Given data:

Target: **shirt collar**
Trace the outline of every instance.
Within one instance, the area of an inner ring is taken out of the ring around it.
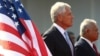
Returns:
[[[60,27],[59,25],[57,25],[56,23],[53,23],[53,25],[61,32],[61,34],[64,36],[64,32],[66,30],[64,30],[62,27]]]

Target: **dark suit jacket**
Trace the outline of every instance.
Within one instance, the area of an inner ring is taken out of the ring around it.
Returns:
[[[53,56],[72,56],[69,45],[56,27],[52,26],[43,37]]]
[[[81,38],[75,43],[75,52],[76,56],[96,56],[93,48]]]

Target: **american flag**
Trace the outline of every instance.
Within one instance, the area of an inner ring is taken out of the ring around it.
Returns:
[[[0,0],[0,56],[52,56],[19,0]]]

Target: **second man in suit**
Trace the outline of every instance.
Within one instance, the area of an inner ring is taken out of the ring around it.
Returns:
[[[64,2],[56,2],[50,11],[53,25],[44,34],[44,41],[53,56],[74,56],[72,41],[64,34],[73,25],[71,6]],[[67,41],[68,40],[68,41]]]
[[[93,42],[98,39],[97,23],[93,19],[84,19],[80,25],[80,38],[75,43],[76,56],[98,56]]]

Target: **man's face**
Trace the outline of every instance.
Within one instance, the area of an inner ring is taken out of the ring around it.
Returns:
[[[71,27],[73,24],[73,15],[70,9],[66,9],[66,11],[62,15],[62,24],[65,27]]]
[[[90,35],[90,39],[92,41],[95,41],[98,39],[98,28],[95,24],[92,24],[91,28],[89,29],[89,35]]]

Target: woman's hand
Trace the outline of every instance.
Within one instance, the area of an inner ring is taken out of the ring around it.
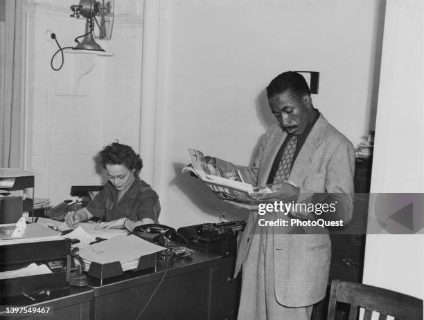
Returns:
[[[65,222],[68,227],[73,229],[77,223],[87,221],[91,218],[93,218],[93,215],[87,209],[81,208],[76,212],[73,211],[67,212],[65,215]]]
[[[124,229],[124,224],[126,220],[128,220],[127,218],[121,218],[119,219],[114,220],[112,221],[109,221],[108,223],[100,223],[96,227],[96,229],[110,229],[110,228],[116,228],[116,229]]]
[[[69,212],[67,212],[65,215],[65,223],[67,223],[68,227],[72,229],[75,227],[75,225],[85,221],[85,220],[87,220],[85,215],[79,210],[76,212],[70,211]]]

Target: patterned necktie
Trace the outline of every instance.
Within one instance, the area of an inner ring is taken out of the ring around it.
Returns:
[[[297,138],[292,136],[287,142],[283,156],[281,156],[281,161],[279,166],[279,169],[275,174],[274,178],[274,182],[280,182],[281,181],[285,181],[288,179],[290,174],[290,169],[292,167],[292,160],[293,160],[293,156],[294,156],[294,151],[296,151],[296,144],[297,144]]]

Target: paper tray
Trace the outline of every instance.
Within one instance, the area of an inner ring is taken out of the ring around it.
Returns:
[[[137,267],[133,270],[139,271],[151,269],[152,272],[154,272],[156,271],[156,253],[142,256],[140,257]],[[100,282],[103,282],[103,279],[123,274],[123,271],[119,261],[105,264],[91,262],[87,274],[89,276],[100,279]]]

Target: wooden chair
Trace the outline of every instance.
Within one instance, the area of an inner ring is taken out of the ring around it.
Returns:
[[[423,300],[362,283],[331,282],[327,320],[336,319],[337,302],[351,305],[348,320],[357,319],[358,307],[365,309],[364,320],[371,320],[373,311],[380,313],[378,320],[387,319],[388,315],[396,320],[423,320]]]

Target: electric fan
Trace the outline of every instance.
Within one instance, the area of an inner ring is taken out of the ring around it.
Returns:
[[[80,4],[71,6],[71,10],[73,12],[71,17],[78,19],[82,15],[87,19],[85,33],[76,38],[78,44],[74,49],[105,51],[94,39],[94,22],[98,27],[98,35],[96,38],[109,40],[114,26],[114,0],[80,0]],[[78,41],[78,39],[82,37],[82,41]]]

Exercise objective: Reproduce the lines above word for word, starting at the very first line and ending at the line that contains "[[[81,38],[75,43],[75,52],[76,56],[96,56],[93,48]]]", and omit the pictures.

Correct response:
Target: **shirt collar**
Trace the outline of every instance.
Within one instance, the area of an inner ring is taken out of the ring around it.
Returns:
[[[60,27],[59,25],[57,25],[56,23],[53,23],[53,25],[61,32],[61,34],[64,36],[64,32],[66,30],[64,30],[62,27]]]

Target: **dark suit jacket**
Trace the outline of every instance.
Within one instance, the area of an inner ring is taken out of the ring around it.
Returns:
[[[53,56],[72,56],[69,45],[56,27],[52,26],[43,37]]]
[[[81,38],[75,43],[75,52],[76,56],[96,56],[93,48]]]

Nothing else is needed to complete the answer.